• EXERCISE
Copy out all the records, substituting "no loose margins" for every occurrence of "no extra padding" and changing nothing else; omit the pictures from your answer.

• MATERIAL SUPPLIED
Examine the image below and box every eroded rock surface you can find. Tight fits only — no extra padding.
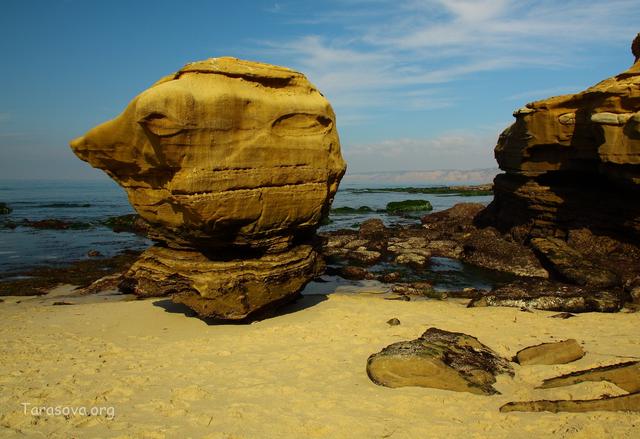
[71,58,345,319]
[469,279,624,313]
[500,361,640,413]
[514,339,584,366]
[367,328,513,395]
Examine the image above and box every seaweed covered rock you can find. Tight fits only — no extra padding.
[500,361,640,413]
[71,58,346,319]
[367,328,513,395]
[468,278,624,313]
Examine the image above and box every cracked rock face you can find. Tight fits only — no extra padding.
[71,58,346,319]
[489,39,640,241]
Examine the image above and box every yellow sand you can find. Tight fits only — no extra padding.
[0,288,640,439]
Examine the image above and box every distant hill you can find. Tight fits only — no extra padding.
[343,168,500,186]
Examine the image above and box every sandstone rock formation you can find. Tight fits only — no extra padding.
[476,38,640,287]
[71,58,345,319]
[500,361,640,413]
[367,328,513,395]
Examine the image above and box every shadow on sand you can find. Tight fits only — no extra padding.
[153,294,327,325]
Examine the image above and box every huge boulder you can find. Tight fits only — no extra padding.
[485,37,640,241]
[71,58,346,319]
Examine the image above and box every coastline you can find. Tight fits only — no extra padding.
[0,289,640,438]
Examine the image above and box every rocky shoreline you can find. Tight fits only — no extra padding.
[0,203,640,313]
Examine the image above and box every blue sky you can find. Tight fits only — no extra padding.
[0,0,640,178]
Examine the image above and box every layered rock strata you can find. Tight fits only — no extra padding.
[484,38,640,243]
[71,58,346,319]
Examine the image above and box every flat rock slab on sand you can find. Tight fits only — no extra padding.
[513,339,584,366]
[367,328,513,395]
[0,294,640,439]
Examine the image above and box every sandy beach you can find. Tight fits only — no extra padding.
[0,289,640,438]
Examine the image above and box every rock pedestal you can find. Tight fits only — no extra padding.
[71,58,346,320]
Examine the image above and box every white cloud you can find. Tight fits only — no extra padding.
[265,0,640,117]
[343,129,506,173]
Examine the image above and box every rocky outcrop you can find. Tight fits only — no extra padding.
[468,279,624,312]
[367,328,513,395]
[71,58,345,319]
[476,38,640,287]
[484,37,640,244]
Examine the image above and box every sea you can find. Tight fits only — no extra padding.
[0,178,502,287]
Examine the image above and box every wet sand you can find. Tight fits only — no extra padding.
[0,288,640,438]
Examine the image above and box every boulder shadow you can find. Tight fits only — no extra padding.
[153,294,327,326]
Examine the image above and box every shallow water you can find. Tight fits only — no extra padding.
[319,187,493,232]
[0,180,151,273]
[0,179,491,288]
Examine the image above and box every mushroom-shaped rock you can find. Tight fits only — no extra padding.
[71,58,346,319]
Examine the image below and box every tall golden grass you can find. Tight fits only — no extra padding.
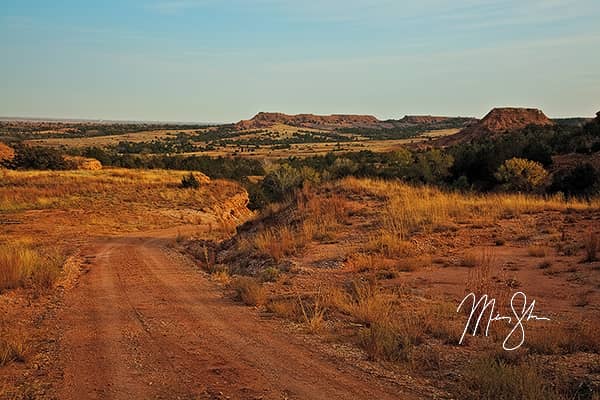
[0,243,64,291]
[334,177,600,253]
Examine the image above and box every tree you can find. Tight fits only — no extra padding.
[415,149,454,184]
[494,157,548,192]
[550,163,600,196]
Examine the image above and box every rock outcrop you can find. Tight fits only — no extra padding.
[435,107,554,146]
[236,112,380,130]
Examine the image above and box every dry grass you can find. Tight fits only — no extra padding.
[337,178,600,225]
[525,321,600,354]
[584,232,600,262]
[0,169,243,237]
[254,226,304,262]
[0,243,65,291]
[527,246,548,258]
[298,293,326,333]
[460,356,559,400]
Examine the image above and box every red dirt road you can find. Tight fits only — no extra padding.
[56,234,414,400]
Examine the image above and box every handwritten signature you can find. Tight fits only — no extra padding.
[456,292,550,351]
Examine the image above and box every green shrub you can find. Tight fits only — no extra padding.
[181,172,200,189]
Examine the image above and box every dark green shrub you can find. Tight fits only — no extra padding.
[181,172,200,189]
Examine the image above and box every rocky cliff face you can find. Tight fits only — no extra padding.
[435,107,554,146]
[236,112,380,130]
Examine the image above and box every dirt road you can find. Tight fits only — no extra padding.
[57,234,411,400]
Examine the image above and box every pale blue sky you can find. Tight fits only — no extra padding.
[0,0,600,122]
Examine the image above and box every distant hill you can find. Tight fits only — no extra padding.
[435,107,555,146]
[235,112,380,130]
[235,112,477,130]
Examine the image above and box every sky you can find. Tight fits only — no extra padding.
[0,0,600,122]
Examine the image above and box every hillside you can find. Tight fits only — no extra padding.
[235,112,380,130]
[435,107,554,146]
[0,142,15,163]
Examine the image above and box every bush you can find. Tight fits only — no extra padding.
[261,164,320,201]
[181,173,200,189]
[461,357,558,400]
[495,157,548,192]
[550,163,600,196]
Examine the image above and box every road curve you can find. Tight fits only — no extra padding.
[57,233,412,400]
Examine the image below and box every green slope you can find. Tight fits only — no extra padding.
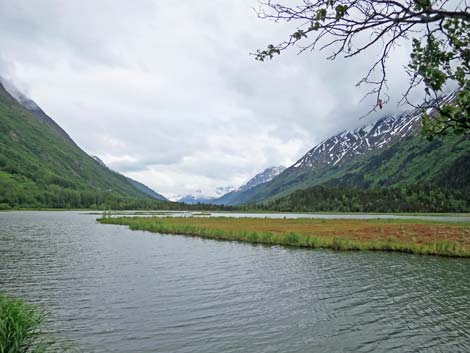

• SOLUTION TO THE EXERCISE
Examine the image below and box every eroded rock surface you can find. Tight fits only — no loose margins.
[71,58,345,319]
[469,279,624,313]
[500,361,640,413]
[514,339,584,366]
[367,328,513,395]
Examine the image above and box every seaweed covered rock you can find. Tight fits only — no loose margins.
[500,361,640,413]
[71,58,346,319]
[367,328,513,395]
[468,278,624,313]
Examine the image above and box every cracked rock face you can find. Tight fits only — no loose margins.
[71,58,346,319]
[489,39,640,241]
Examine the image above and box every yellow sand you can find. Tight fits only — no loose margins.
[0,288,640,439]
Examine the image above and box every distant hill you can find. Tight fits only — no loose margins.
[343,168,500,186]
Examine the image above and box every sandstone rock formation you can find. Tight fits only — no loose margins.
[476,38,640,287]
[71,58,345,319]
[500,361,640,413]
[367,328,513,395]
Examine the image above and box every shadow on sand you can find. Tight fits only — no loose margins.
[153,294,327,325]
Examine the image above and box every huge boulder you can find. Tight fits only — no loose margins.
[485,37,640,241]
[71,58,346,319]
Examine the image above and box every coastline you can find. Tight fits only — no loose margins.
[0,289,640,438]
Examine the image above and box every rocky shoreline you can find. Tight fits only — no loose margins.
[0,203,640,313]
Examine the image above and box every blue sky you can find. Tight fits only — no loose margins.
[0,0,640,178]
Examine the image above and box every layered rock strata you can find. Tight fits only — no loose margins.
[484,38,640,243]
[71,58,346,319]
Examine the image above and box every flat rock slab on sand you can find. Tight fits only — no loose margins.
[513,339,584,366]
[367,328,513,395]
[0,294,640,439]
Examine the image above and box every sandy beach you can find. Tight fits only — no loose margins.
[0,289,640,438]
Examine the image above and box every rock pedestal you can find. Tight fits only — no loose margins.
[71,58,346,320]
Examine the image above and box every white cloud you can find. Tight fits only — no loose margins.
[265,0,640,117]
[343,129,506,173]
Examine the image above and box every rocky outcrop you can find. Tight fits only — no loose margins.
[468,279,624,312]
[367,328,513,395]
[71,58,345,319]
[476,38,640,287]
[484,37,640,244]
Examine the image above and box every sea you can find. Tight fits only — no loose margins.
[0,178,502,287]
Examine the image above and box every wet sand you can find. Tight fits only — no loose margins.
[0,288,640,438]
Examine the image above and box every boulder shadow you can find. Tight fits only — no loose margins.
[153,294,327,326]
Examine the image above and box every shallow water you can find. Tight fits only — no loose margins.
[319,187,493,232]
[0,180,151,273]
[0,179,491,288]
Examine the image above and box every mushroom-shaped rock you can find. Tight fits only — no loose margins.
[71,58,346,319]
Examine the image below and box every tall golden grass you can find. Tight fits only — no loose margins.
[0,243,64,291]
[334,177,600,253]
Examine the image above and box every tree you can find. Tight fits only — no loose margins.
[415,149,454,184]
[494,157,548,192]
[550,163,600,196]
Examine the image above and box every rock outcrop you can find. Tight fits only — no loose margins.
[435,107,554,146]
[236,112,380,130]
Examine the image above and box every dry grass you can find. Tight fits only — no loose margins.
[337,178,600,225]
[525,321,600,354]
[584,232,600,262]
[0,169,243,237]
[254,226,304,262]
[0,243,65,291]
[527,246,548,258]
[298,293,326,333]
[460,356,559,400]
Examine the image above and box every red dirt road you can find. Tight fits only — no loose margins.
[56,234,414,400]
Examine the image above and box every handwritten signature you can find. Tight fits only — no loose margins.
[456,292,550,351]
Examine the image above and box every green shrub you can find. Tight fits only — no loose margins.
[181,172,200,189]
Examine the image above and box every dark green shrub you can find. Tight fits only — no loose margins.
[181,172,200,189]
Examine the image above and box every rocky cliff face you can find. Tight fits only — no loose margins.
[435,107,554,146]
[236,112,380,130]
Examine the image above and box every dirt road you can find. Tight fits only — no loose margins.
[57,234,411,400]
Examine the image above and box every pale blue sky you can find. Tight fits only — no loose margins.
[0,0,600,122]
Examine the image above and box every distant hill you can find. Tight fits only — no loose margins.
[435,107,555,146]
[235,112,380,130]
[235,112,477,130]
Examine the image above and box every sky you can find. Tight fits only — no loose margins.
[0,0,600,122]
Examine the image above and box every hillside you can find. Tight fits only — no loose margins.
[235,112,380,130]
[435,107,554,146]
[0,142,15,163]
Examine the image above and box every bush you can find. Tight fits only — no loose margins.
[261,164,320,201]
[181,173,200,189]
[461,357,558,400]
[495,157,548,192]
[550,163,600,196]
Examine the image above and box every road curve you can find. Tight fits only — no loose margins.
[57,233,412,400]
Examine the image below and box every green slope you can find. Tight fits only — no loose margins.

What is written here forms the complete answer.